Passage provided:
=== Begin Enclosure ===

Felix: It’s amazing how many successful entrepreneurs say the same thing which is about focus being the key to success and I think it’s a struggle that a lot of people get into because we never want to understand that focus is important but then when it comes down to making the decisions that allow you to be focused that’s when things start falling apart. That’s when the creeps start happening. That’s when all of a sudden your scope starts to widening and you start saying yes to things that you actually don’t mean to say yes. What kinds of questions do you ask yourself when you sit down to maybe the night after work or the morning before starting your work to put together your to-do list of things you want to get done? How do you evaluate each thing whether it should be cut from your list or it should be allowed on to your list?
Michael: I simply outline where are at with product, where are we at with customer success, where are we at with our marketing goals? It’s about working towards goals and if the item that I’m adding to my list doesn’t lead me to accomplishing the goal. I have to remove it or I at least have to back burner it for a second because the only things that we should be focus on are those things that help us achieve the dream to achieve the goal and it’s really hard to do. It’s easy to fall into distractions. It’s easy to want to go to meetings. It’s easy to want to go to conferences. It’s easy to want to do all these different things. It’s easy to want to build these new features, it’s easy to feature creep. It’s easy to get excited about things because then we have to ask ourselves is that helping us achieve the goal and if the answer is no then we have to move on without it no matter how attractive it may look.

=== End Enclosure ===

Can you continue the interview about staying focused on goals, picking up right after Michael's last sentence?

Extracted data entries
=== Begin Enclosure ===

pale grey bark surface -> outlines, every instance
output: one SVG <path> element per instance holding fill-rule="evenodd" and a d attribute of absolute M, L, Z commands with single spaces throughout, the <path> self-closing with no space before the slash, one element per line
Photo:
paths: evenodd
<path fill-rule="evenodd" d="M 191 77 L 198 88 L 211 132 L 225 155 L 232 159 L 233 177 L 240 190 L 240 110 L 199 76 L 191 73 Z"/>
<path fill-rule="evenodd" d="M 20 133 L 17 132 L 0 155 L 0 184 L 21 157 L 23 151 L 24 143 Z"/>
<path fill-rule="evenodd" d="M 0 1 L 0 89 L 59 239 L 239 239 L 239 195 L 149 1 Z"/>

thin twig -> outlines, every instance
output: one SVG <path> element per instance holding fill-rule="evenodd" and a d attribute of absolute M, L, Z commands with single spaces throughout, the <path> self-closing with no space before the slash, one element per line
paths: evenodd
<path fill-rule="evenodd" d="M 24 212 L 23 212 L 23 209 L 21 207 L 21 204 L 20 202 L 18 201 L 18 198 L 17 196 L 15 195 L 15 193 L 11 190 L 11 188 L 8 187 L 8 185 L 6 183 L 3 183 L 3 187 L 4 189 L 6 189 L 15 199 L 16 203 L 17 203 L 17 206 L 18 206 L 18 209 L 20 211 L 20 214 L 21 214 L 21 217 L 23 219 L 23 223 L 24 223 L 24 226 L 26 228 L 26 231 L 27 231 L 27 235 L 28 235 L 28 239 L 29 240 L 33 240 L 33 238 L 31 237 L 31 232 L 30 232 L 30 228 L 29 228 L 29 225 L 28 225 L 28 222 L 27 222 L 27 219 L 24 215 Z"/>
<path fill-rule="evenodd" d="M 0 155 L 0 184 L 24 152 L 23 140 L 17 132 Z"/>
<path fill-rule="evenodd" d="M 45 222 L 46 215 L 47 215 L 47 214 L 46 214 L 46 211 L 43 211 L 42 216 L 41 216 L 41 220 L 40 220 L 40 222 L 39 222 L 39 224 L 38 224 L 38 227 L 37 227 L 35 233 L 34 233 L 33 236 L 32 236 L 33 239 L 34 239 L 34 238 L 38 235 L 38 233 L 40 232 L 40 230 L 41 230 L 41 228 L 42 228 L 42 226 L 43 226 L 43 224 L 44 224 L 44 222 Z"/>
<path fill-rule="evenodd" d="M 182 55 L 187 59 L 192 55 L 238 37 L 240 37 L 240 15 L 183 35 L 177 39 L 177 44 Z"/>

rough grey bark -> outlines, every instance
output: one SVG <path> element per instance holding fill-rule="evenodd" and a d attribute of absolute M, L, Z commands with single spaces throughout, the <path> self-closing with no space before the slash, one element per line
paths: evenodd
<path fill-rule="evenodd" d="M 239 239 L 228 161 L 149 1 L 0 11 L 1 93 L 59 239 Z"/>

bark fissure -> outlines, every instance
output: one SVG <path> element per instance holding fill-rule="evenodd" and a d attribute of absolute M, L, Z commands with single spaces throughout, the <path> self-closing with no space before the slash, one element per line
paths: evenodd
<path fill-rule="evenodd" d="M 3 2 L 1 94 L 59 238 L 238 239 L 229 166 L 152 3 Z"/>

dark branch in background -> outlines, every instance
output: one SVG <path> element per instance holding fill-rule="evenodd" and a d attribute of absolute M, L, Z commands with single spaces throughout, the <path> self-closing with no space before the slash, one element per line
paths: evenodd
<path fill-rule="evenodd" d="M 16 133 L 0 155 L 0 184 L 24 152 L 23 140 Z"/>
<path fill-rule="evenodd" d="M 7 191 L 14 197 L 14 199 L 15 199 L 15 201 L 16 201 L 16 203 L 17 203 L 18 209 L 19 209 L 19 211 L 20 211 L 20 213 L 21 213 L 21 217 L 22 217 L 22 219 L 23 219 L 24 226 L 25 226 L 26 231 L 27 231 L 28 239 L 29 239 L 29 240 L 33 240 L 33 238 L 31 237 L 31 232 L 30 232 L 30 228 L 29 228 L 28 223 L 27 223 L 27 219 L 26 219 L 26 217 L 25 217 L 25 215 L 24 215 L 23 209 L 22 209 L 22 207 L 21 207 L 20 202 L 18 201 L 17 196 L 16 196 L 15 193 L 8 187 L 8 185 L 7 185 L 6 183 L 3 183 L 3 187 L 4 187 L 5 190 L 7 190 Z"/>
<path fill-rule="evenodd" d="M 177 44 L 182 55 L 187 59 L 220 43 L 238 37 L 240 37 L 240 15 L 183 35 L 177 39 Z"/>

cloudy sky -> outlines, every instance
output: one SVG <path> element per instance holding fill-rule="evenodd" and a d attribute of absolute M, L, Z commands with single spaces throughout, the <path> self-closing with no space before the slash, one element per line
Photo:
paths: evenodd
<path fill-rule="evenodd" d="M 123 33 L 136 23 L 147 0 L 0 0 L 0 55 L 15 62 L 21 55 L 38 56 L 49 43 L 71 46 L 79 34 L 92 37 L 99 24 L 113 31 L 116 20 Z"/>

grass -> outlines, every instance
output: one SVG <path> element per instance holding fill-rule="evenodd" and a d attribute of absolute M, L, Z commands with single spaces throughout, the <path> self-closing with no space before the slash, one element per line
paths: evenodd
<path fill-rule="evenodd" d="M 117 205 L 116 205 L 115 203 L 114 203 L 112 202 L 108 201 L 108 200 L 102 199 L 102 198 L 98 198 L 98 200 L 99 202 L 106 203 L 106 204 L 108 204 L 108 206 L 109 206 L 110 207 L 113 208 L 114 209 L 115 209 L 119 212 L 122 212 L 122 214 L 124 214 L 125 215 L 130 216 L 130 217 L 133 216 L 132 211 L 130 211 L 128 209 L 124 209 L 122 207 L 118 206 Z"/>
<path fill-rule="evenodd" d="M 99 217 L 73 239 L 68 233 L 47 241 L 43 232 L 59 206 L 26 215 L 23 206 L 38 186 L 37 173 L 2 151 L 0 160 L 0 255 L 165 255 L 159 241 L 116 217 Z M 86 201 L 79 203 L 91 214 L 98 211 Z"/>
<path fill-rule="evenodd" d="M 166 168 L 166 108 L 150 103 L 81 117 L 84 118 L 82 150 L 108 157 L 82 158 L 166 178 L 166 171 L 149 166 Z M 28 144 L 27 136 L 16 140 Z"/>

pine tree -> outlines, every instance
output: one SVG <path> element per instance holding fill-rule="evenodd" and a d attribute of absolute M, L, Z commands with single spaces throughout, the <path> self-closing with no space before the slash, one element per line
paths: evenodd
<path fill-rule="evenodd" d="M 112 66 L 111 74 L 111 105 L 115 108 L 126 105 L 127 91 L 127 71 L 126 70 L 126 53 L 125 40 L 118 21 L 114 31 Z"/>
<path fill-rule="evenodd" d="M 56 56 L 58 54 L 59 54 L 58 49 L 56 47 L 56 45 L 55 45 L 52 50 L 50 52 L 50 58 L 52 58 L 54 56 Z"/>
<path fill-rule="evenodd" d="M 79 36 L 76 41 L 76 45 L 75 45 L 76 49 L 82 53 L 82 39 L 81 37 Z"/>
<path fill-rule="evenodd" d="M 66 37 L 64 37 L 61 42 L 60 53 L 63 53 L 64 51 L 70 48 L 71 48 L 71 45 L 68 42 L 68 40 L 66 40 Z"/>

=== End Enclosure ===

Expected answer:
I remember turning down multiple partnerships before we were acquired by Shopify and it always boiled down to even I personally wanted to go for it being challenged by advisors to say is this really helping you achieve the goal or is it just a flashy distraction? It’s a really hard things to do but it’s a harder thing to identify when you’re a young entrepreneur. You don’t know if those things that you’re saying yes, you’re saying no toward the right things to say yes or no to and that’s why I highly encourage entrepreneurs to have a more seasoned mentor and to remain a student. I think the biggest mistake that entrepreneurs make is that they think that they are an expert about their business.
Let me take that back. They think that they are an expert about their domain. You may know the business and the ins and outs in your business but someone may have more knowledge about you about how stage of your business and how to get to the next stage for your business. I just think it’s so valuable to build those relationships and let people kind of coach you and have someone you can be conversate with because they will help align you. They will help you stay focused. It’s a big undertaking to expect yourself to have those natural abilities with no life experience to guide you through it.
Felix: I think that’s one of the common themes I hear as well from other successful entrepreneurs is that one of the keys to success is to be humble and not think that you know everything. Because once you start thinking you know everything that’s when you start falling behind. Because someone other is working like then they’re not number 1 and working like their number 2 trying to get to number 1 and that’s the person that’s going to beat you or that’s the person that’s going to be a really strong competitor at the end of the day. Mentorship I think is really important and this is the topic that I don’t think comes up enough on this podcast so I want to talk about a little but more is how did you find your mentor? How do even being the process of this idea of finding your mentor is definite a great goal to have but how do you being to find somebody that can help you out?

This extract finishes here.